## DIRECTION 1
Summarize the thread about flashing lights on power lines in two sentences.
=== PASSAGE SHOWN ===
# Flashing lights on power lines



## chewy

Helicopters.


----------



## hydro

No they're not very high up and there's lots of things taller around them. Even some of the houses


----------



## wildleg

they install them in case the tourists don't have anything to do, so they will watch the lights blink.


----------



## The_kid

hydro said:


> I'm on vacation in a house on Anna Maria island Florida and on the power lines they are 3 little strobe light type devices on the power lines . Only the centre phase was flashing last night and not for very long . I've never seen these what's the story?
> 
> View attachment 47769



.............


----------



## xpertpc

Power line marker balls - mostly for aviation but also for marine use too. Their predecessors were first a pair of sneakers then the infamous clacker toys.


----------



## hydro

Still doesn't make sense where they have them. They're running along the fence line at the back of the house about 30 feet up


----------



## hydro

wildleg said:


> they install them in case the tourists don't have anything to do, so they will watch the lights blink.


And that's the probably the best explain yet smart a** hahah


----------



## 360max

A power line warning light apparatus is installed on power lines (electric power transmission lines), and uses the electro-magnetic coupled power from the power line to generate a periodical flashing light as a warning signal to the nearby flying vehicles to prevent collisions.


----------



## nrp3

Aren't those fault indicators?

Something like this:

https://www.selinc.com/FCI/Overhead/


----------



## hydro

Ya they look a lot like that. I have zero experience in line work so thanks for the explanation


----------



## nrp3

Me neither. Saw this someplace. Did a google search for power line fault indicators.


----------



## circuitman1

the co-op uses them around here a lot.they are line fault indicators from what one of the linemen told me. they speed up the trouble shooting process.:thumbup:


----------



## wendon

360max said:


> A power line warning light apparatus is installed on power lines (electric power transmission lines), and uses the electro-magnetic coupled power from the power line to generate a periodical flashing light as a warning signal to the nearby flying vehicles to prevent collisions.


Flying vehicles!!


----------



## pete87

Flashing Lights on Power Lines !

ALIENS 



Pete


----------



## just the cowboy

*I have one near me*

I have the same thing near me sometimes it is flashing others times not. I've seen it flashing and everyone has power and not flashing and everyone has power. So not sure what it is. 

Looks odd at night, looks like an arc starting and stopping I stopped to look at it thinking it was faulting.


----------



## beanmachine314

just the cowboy said:


> I have the same thing near me sometimes it is flashing others times not. I've seen it flashing and everyone has power and not flashing and everyone has power. So not sure what it is.
> 
> Looks odd at night, looks like an arc starting and stopping I stopped to look at it thinking it was faulting.



If a fault indicator is flashing it means that the fault occurred downstream of the indicator. They're real nice... If you have a circuit down and you have fault indicators just drive until you get to the last one that's flashing. If the next one isn't you know the fault is between that one and the last flashing indicator. It's a quick way of finding a fault and being able to switch around it and isolate it and get the circuit closed back in and get everyone else on that line back in service. 


Sent from my iPhone using Tapatalk


----------



## José_Fuentes

Where do they get the energy from (a battery, inductance of the line, capacitance between phases, or what else)?. I assume that these fault indicators are placed *around* the conductor, without damaging it, is that correct?.


----------



## beanmachine314

Yes they're placed around the conductor. As to how they are powered as far as I know all the ones we use are battery powered. I'm not sure but I assumed they were charged by solar. All the ones I've seen just clip on over the line and are installed by hot stick.


----------
===
## DIRECTION 2
Count the lines of the entries below that contain the word "Segment", and give only the number.
=== MATERIAL PROVIDED ===
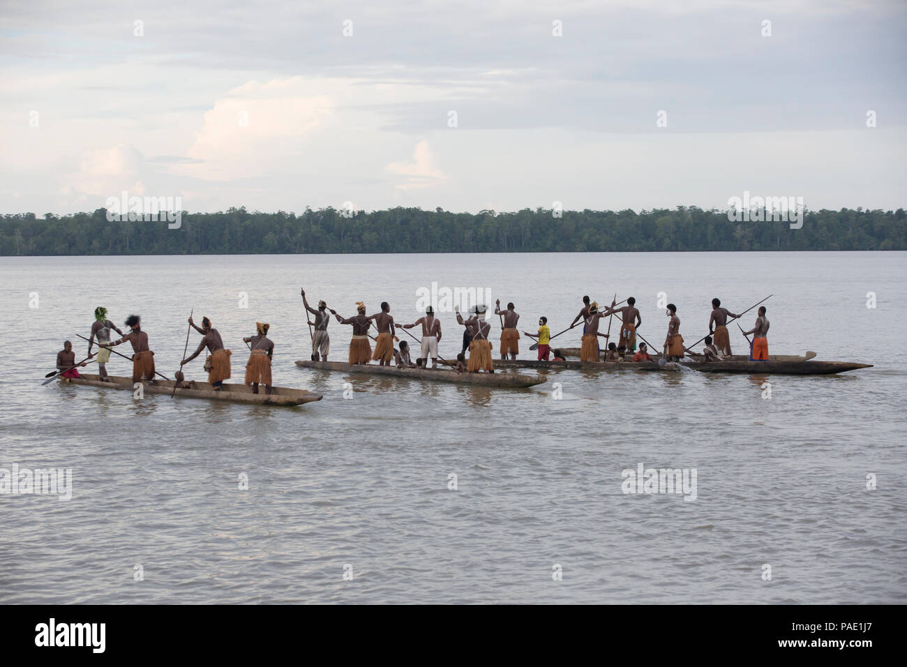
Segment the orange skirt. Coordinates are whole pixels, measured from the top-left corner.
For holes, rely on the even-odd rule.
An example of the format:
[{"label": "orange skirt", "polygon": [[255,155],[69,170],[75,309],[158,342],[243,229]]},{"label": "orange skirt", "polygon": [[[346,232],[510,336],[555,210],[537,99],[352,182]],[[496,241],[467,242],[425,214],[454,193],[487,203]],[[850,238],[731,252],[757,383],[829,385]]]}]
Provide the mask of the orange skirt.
===
## WRITTEN SOLUTION 1
A poster vacationing on Anna Maria island, Florida, asks about three small strobe-like devices on the power lines at the back of a house, and replies variously call them aviation warning lights or line fault indicators. One reply explains that a flashing fault indicator means the fault lies downstream of it, so crews can find a fault by locating the last flashing one, and that these devices clip around the conductor and, in that poster's experience, run on batteries.

## WRITTEN SOLUTION 2
1